TASK DESCRIPTION: Return only the lines starting at the line that contains "Would you be able to indicate the pink" and ending with the final line of the listing; include both endpoints.
>> Begin
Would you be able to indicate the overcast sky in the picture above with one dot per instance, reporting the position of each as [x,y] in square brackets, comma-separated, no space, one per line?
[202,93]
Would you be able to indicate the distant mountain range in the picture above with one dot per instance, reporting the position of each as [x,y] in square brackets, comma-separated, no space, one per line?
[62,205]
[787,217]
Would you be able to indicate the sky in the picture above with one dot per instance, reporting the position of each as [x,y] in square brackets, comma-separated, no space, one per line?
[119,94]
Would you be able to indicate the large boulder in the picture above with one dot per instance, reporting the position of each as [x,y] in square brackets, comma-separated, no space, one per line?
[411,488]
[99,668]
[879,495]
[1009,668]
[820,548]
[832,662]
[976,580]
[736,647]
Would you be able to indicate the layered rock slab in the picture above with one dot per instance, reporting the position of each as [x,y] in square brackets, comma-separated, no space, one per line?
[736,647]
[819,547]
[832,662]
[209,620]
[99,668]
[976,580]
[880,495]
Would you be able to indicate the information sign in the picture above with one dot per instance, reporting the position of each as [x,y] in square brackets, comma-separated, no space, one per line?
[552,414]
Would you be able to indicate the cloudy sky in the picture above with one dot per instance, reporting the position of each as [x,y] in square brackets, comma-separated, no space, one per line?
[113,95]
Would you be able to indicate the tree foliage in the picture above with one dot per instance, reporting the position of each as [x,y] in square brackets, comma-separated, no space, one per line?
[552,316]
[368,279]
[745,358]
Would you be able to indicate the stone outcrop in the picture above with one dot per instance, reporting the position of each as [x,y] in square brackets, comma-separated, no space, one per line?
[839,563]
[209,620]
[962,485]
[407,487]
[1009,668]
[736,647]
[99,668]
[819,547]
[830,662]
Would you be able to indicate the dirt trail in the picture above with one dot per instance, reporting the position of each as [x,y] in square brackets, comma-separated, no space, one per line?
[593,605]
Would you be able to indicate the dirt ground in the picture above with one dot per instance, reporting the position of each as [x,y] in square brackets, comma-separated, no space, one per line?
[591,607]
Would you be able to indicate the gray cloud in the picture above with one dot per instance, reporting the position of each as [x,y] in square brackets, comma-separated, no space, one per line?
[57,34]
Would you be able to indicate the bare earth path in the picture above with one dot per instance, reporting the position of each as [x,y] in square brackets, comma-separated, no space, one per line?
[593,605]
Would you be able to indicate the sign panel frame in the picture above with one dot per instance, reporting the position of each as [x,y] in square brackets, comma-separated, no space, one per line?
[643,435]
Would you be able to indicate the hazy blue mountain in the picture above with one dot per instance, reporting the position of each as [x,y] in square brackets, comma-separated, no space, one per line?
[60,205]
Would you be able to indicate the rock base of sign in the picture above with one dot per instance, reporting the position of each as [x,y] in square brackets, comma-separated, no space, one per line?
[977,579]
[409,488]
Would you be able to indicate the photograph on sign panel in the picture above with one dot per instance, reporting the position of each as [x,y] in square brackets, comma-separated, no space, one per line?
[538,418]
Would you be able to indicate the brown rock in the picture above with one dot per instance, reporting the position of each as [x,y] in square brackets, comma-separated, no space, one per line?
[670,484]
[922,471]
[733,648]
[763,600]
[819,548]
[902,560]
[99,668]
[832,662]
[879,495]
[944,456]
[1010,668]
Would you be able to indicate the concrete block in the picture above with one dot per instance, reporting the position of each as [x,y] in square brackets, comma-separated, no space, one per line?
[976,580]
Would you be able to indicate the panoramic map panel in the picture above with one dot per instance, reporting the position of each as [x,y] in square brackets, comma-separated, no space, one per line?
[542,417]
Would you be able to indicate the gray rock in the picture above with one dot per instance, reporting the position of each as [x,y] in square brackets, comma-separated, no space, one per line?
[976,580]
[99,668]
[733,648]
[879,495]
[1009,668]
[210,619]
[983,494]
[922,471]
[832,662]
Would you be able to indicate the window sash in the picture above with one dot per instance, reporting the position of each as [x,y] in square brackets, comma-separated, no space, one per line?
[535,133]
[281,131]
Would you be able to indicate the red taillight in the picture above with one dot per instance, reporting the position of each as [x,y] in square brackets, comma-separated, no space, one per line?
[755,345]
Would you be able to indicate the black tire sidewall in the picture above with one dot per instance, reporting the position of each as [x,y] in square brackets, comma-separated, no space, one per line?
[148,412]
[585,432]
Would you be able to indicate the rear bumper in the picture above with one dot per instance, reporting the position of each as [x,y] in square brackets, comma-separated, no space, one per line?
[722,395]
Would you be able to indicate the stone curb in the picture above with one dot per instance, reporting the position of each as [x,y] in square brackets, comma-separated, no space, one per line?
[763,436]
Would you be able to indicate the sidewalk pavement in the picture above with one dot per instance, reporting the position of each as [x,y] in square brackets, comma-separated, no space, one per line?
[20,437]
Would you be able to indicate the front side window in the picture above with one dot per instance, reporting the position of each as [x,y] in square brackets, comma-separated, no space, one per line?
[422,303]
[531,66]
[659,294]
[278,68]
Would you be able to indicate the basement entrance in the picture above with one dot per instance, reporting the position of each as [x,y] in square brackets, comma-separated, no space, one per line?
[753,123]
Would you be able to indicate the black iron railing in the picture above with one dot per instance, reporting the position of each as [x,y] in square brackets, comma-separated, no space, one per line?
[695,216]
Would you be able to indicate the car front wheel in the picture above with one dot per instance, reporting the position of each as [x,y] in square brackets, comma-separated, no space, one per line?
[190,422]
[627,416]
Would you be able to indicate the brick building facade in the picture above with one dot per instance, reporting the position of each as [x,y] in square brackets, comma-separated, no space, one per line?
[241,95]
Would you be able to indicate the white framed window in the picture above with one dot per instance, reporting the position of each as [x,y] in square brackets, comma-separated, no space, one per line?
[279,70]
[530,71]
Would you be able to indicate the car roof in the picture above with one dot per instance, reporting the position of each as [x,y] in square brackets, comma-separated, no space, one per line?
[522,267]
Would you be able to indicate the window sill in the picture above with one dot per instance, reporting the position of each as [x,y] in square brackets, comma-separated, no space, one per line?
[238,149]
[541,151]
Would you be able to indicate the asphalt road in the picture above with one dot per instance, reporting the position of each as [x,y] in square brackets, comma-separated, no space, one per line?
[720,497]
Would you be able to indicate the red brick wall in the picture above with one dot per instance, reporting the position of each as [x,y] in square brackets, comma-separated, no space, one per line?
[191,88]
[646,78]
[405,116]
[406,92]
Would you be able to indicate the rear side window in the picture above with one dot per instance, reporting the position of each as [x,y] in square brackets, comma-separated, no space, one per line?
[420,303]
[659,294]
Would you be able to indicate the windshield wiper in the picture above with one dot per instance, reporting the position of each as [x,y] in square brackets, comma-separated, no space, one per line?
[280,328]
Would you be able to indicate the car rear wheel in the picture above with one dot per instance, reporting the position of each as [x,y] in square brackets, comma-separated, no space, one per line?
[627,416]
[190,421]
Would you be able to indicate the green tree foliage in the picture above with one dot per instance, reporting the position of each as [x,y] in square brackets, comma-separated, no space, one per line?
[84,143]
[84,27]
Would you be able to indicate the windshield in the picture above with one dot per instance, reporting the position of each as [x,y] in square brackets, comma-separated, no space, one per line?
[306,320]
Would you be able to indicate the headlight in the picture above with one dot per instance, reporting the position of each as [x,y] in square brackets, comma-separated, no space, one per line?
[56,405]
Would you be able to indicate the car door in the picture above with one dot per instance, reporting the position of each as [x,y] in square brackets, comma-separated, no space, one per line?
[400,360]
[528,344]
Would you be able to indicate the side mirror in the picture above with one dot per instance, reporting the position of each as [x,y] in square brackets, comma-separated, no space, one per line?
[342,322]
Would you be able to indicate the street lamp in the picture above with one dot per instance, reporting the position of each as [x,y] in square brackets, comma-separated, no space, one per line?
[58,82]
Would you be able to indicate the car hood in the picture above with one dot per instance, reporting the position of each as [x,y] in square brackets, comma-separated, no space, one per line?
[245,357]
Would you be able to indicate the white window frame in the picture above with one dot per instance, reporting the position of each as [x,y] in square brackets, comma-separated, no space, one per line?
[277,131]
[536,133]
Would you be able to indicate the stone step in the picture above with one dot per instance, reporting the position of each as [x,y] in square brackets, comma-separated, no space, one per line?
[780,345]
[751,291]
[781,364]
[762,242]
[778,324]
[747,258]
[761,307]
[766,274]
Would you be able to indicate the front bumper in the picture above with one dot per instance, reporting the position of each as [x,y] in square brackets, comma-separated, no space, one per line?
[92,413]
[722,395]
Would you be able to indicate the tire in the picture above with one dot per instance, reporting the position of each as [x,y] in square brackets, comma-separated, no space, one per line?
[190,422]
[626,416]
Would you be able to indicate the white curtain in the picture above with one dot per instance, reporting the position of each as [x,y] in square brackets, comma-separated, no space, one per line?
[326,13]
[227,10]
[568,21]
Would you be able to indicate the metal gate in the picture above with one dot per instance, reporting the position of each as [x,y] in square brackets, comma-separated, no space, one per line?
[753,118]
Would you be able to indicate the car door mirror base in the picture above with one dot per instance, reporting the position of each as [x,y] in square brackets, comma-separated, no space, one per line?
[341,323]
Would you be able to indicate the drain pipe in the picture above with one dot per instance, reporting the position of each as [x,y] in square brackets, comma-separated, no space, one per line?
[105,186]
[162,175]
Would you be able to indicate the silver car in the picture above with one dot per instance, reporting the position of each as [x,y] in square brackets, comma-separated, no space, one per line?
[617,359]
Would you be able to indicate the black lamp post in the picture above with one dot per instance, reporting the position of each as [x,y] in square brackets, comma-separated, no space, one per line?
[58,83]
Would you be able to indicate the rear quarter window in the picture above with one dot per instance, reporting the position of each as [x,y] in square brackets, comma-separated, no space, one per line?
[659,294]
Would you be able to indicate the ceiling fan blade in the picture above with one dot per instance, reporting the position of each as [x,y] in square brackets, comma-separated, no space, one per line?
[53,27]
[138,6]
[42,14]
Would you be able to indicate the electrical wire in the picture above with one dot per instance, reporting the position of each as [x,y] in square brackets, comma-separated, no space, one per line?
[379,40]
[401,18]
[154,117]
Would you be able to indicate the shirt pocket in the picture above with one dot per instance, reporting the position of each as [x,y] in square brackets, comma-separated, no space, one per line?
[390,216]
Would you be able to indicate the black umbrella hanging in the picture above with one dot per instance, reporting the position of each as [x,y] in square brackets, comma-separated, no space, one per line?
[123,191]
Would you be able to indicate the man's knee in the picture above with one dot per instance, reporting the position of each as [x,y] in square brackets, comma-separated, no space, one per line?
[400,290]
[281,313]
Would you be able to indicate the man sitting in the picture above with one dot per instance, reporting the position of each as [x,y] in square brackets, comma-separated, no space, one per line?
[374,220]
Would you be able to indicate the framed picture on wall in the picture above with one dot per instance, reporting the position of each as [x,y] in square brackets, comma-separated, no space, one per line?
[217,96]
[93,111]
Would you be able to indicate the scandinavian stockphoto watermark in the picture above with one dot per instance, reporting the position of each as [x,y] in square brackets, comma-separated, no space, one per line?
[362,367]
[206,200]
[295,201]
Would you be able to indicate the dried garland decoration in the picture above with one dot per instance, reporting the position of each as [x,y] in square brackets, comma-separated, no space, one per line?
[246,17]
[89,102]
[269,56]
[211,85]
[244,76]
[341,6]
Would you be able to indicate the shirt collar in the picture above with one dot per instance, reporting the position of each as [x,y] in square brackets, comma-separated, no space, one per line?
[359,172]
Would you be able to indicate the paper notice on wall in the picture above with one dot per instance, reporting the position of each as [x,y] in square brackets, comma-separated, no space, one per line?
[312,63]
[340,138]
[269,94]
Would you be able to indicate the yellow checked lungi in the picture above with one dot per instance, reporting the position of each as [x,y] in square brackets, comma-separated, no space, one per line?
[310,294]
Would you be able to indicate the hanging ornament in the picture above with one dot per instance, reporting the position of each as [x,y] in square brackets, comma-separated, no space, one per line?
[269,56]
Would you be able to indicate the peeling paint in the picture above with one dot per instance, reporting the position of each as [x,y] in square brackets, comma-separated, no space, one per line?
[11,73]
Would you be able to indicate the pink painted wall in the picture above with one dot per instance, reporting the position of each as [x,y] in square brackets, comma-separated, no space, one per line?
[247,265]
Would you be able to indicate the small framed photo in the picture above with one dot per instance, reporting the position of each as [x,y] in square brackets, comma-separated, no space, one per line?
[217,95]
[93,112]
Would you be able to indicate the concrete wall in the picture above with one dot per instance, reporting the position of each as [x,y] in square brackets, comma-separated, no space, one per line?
>> End
PROBLEM SOLUTION:
Would you be able to indicate the pink painted wall in the picture above with one dot per instance, reporting the position of each as [x,y] in square brackets, comma-separated, no space, one per line?
[247,265]
Would you be able to indicate the small framed photo in the picture above with one dot per instance, reporting the position of each as [x,y] in square brackets, comma-separated, no space, one per line?
[217,95]
[93,112]
Would you be able to indicate the concrete wall in the picture above with one dot per instance, reporting the position of each as [x,y] in square brackets, comma-separated, no space, one per line?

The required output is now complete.